══ GIVEN PASSAGE

Just as the value of lawyers in future will be mostly personal, therefore, the value of the law office in future will be mostly social. An office will be effective in direct proportion to how well it allows people to connect with each other, to talk about work and life, to socialize and strategize, to be creative and empathetic, to trade ideas and discuss challenges and brainstorm solutions — to be human with each other.
Consequently, law firms that want their workspaces to be filled with people being social and productive will have to be intentional about the purpose and type of offices they design. Here are some steps they should take.
Accept that the days of mandatory full-time office attendance are gone, gone, gone. The train has left the station, and no amount of standing on the platform shaking your fist and shouting after it is going to bring it back. Let it go. Start fresh, with a new vision of office life.
Recognize that productivity is going to look and feel different in the future office than it did in the past. If people are standing around talking with each other, resist the urge to barge in and tell them to get back to work. They are working. Encourage more of it.
Lawyers produce work of value individually, but they usually generate the valuable insights that power their work in and from their teams. So create dedicated spaces for practice teams and industry groups, and fill those spaces with collaboration tools and social working opportunities.
Lawyers need private quarters to produce work of value. But they’re not automatically entitled to personal quarters. One large US law firm recently told its lawyers not to expect a dedicated office if they’re in the office fewer than eight days a month. That’s a good standard to work from.

════

- PROBLEM SET:
#1 Summarize the passage on the future law office in two sentences.
#2 Carry on the passage about law office design from its last sentence.

══ INFORMATION PROVIDED

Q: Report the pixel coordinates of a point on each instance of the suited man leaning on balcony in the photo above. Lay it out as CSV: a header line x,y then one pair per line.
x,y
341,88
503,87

════

- RESULTS IN ORDER:
#1 The value of the future law office will be mostly social, and offices will be effective to the degree they let people connect, collaborate and be human with each other, so firms must design them with clear intention. The passage urges firms to accept that mandatory full-time attendance is over, to treat conversation as real work, to create dedicated spaces with collaboration tools for practice teams and industry groups, and to provide private quarters without promising personal ones, pointing to a large US firm that withholds dedicated offices from lawyers who come in fewer than eight days a month.

#2
Make the office a destination. You don’t need to install “fancy coffee bars, outdoor patios, and in-house catering.” But the general idea is right: Create attractive communal places that will draw people out of their homes. Design for personal interactivity. Make the place enjoyable. Dare I say, make it fun.
Build or renovate for flexibility, not for maximum capacity. Allow your offices to expand and contract as needed, even throughout the week. Keep your “surge” capacity external; reserve your office space for core people creating essential value.
There are a lot of assholes in law offices. We all know this, right? And the most powerful of them exercise their assholery with impunity. They’re the biggest reason many lawyers hate coming into the office. Fire the assholes. It won’t kill your firm. It will probably save it.
Above all, recognize that the office’s primary function is no longer to “get stuff done,” but to enable people to maximize the value they can generate, individually and collectively, through human interaction. Offices used to be work-centred; in future, they’ll be people-centred.
Just as the future of lawyer work will be personal, through direct, sincere, and empathetic connections with people, the future of law offices will be social, through creative, community-building, value-generating connections among people. Great law firms will be more than the sum of their parts — they’ll be the exponential product of their parts, building off the incredible capacity and insight of their human assets to generate extraordinary client outcomes and experiences.
But just as in law offices of today, those incredible assets will walk out the door every night, and they’ll have more reason than ever to keep on walking. So stop demanding that your people come into the office. Start giving them excellent reasons why they should.